*** Opening of Input for this task ***

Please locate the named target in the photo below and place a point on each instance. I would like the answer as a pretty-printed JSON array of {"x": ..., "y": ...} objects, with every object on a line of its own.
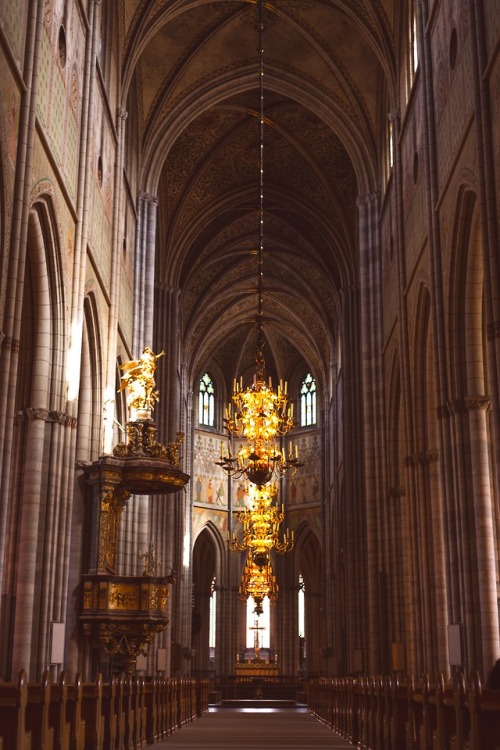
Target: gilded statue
[{"x": 138, "y": 377}]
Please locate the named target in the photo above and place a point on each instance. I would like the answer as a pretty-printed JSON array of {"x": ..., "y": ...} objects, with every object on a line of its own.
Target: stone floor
[{"x": 251, "y": 728}]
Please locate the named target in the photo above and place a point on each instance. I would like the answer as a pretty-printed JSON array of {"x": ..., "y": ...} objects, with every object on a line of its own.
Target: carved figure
[{"x": 138, "y": 377}]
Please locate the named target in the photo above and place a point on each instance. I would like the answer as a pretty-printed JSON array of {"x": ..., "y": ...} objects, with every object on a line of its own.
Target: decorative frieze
[{"x": 33, "y": 413}]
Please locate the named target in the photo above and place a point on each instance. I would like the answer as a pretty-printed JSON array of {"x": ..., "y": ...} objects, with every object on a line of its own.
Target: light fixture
[
  {"x": 259, "y": 414},
  {"x": 258, "y": 583},
  {"x": 261, "y": 524}
]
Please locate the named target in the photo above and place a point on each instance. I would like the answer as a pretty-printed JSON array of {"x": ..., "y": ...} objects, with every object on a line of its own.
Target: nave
[{"x": 248, "y": 728}]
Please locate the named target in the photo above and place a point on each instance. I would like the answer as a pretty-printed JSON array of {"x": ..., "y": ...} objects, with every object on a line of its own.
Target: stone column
[{"x": 373, "y": 402}]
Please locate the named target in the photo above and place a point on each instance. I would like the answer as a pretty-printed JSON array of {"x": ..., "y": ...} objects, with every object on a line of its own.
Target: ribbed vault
[{"x": 328, "y": 79}]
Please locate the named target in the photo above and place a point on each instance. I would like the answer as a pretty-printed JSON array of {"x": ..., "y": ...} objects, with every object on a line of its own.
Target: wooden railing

*** Close of Input for this task ***

__Work task__: Nothing but the lines from the one containing "Target: carved figure" through the last line of the data above should be set down, word for word.

__Result below__:
Target: carved figure
[{"x": 138, "y": 377}]
Please locate the named target in the photo above and place a point on each instance. I would like the answer as a pretty-printed JSON array of {"x": ..., "y": ...} objects, with every object on a line of its own.
Target: decorative frieze
[{"x": 33, "y": 413}]
Please locate the named target in the photo above and place a point on each instance. I would like the answer as a pretty-printed JSON array of {"x": ..., "y": ...} objects, with every object on a line of its own.
Target: light fixture
[
  {"x": 259, "y": 414},
  {"x": 258, "y": 583},
  {"x": 261, "y": 524}
]
Please locate the named target in the photo above and place a point on each instance. I would like the answer as a pretty-printed JSON array of {"x": ..., "y": ...} objects, with every object on a line of its own.
Target: nave
[{"x": 248, "y": 728}]
Please locate the named target in the photo above and place a point on each instance. I would like the answer as a pretty-printed JSON array of {"x": ..., "y": ...} objects, with every object on a line of its own.
Target: stone column
[{"x": 373, "y": 402}]
Please locate the named target in the photo above and place a point on each instance. I would like the answer as a pretty-printed JSON array of {"x": ..., "y": ...} objects, with every object on a line of its own.
Target: ribbed vault
[{"x": 328, "y": 79}]
Please locate the named target in the photo above and place a point on each instance. I would like the answer as a pretty-printed JSON array of {"x": ..., "y": ...} objects, with every object on a line of its own.
Target: wooden railing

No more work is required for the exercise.